→ REQUIRED WORK
Reproduce only this part of the listing: the line with "[locate] ornamental tree", plus every line after it through the last.

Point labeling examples
[Begin]

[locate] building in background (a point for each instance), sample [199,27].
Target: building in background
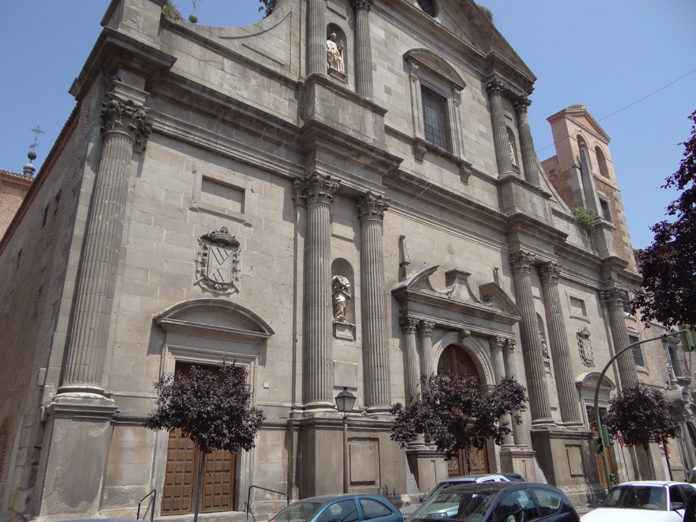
[344,195]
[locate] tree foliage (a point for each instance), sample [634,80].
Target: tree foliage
[642,415]
[458,413]
[209,404]
[668,265]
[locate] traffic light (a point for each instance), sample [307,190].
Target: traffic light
[688,339]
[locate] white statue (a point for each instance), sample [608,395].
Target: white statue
[334,54]
[340,290]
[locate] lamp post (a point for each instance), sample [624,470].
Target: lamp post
[344,403]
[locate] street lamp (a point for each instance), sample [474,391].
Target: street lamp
[344,403]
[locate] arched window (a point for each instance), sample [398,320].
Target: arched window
[512,143]
[602,162]
[429,6]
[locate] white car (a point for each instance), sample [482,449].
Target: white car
[644,501]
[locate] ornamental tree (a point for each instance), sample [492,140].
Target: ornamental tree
[668,265]
[642,415]
[457,413]
[211,405]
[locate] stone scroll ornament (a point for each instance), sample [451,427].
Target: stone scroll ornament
[341,294]
[585,347]
[218,261]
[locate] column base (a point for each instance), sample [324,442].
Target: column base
[519,459]
[77,440]
[567,461]
[428,467]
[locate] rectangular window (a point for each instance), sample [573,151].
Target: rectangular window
[435,118]
[637,351]
[606,211]
[222,196]
[577,307]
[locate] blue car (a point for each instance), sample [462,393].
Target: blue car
[340,508]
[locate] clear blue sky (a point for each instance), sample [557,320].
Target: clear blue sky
[605,54]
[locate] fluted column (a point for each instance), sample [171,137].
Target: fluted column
[124,127]
[408,328]
[425,328]
[376,369]
[615,299]
[522,266]
[363,48]
[529,160]
[558,337]
[520,434]
[497,346]
[500,137]
[317,380]
[316,36]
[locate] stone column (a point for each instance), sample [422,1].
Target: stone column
[363,48]
[522,266]
[502,148]
[558,337]
[124,128]
[317,379]
[529,160]
[408,328]
[374,323]
[425,329]
[614,299]
[316,37]
[520,434]
[497,346]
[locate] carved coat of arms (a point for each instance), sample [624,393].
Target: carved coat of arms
[218,261]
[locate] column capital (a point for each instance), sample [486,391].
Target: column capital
[522,104]
[408,324]
[317,189]
[522,261]
[426,328]
[372,206]
[549,273]
[127,117]
[615,295]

[End]

→ TASK RESPONSE
[locate] ornamental tree (a point for each instance), sample [492,140].
Target: ornamental tree
[668,265]
[642,415]
[457,413]
[211,405]
[locate] stone scroll ornament (a point for each instance), sample [451,427].
Target: stone scroll ornament
[341,294]
[585,347]
[218,261]
[locate] column base (a point for each instance), sample [324,442].
Target: column base
[519,459]
[77,440]
[567,461]
[428,467]
[locate] rectangular window (a point for each instance), sample [573,151].
Target: rectangular window
[435,118]
[637,351]
[606,211]
[222,196]
[577,307]
[locate] blue car (a point for each instance), sample [462,393].
Target: blue car
[340,508]
[locate] clear blue sky (a point for each instance), sample [557,320].
Target: clear blue sky
[605,54]
[locate] fluted column (a point for each instance), sample [171,137].
Target: fluted column
[124,127]
[408,328]
[425,328]
[376,369]
[615,299]
[522,266]
[363,48]
[529,160]
[558,337]
[520,434]
[497,346]
[500,137]
[317,380]
[316,36]
[locate] stone column (a point for each instance), sample [422,1].
Target: stone column
[363,48]
[522,266]
[502,148]
[558,337]
[124,128]
[317,379]
[529,160]
[408,328]
[374,323]
[425,329]
[614,299]
[316,37]
[520,434]
[497,346]
[locate] carved coat of arms (a point for each instance), sample [624,393].
Target: carved coat of arms
[218,261]
[locate] column capital (a point for each instance), sample [486,391].
Target: column capital
[522,104]
[408,324]
[317,189]
[522,261]
[426,328]
[372,206]
[549,273]
[127,117]
[615,295]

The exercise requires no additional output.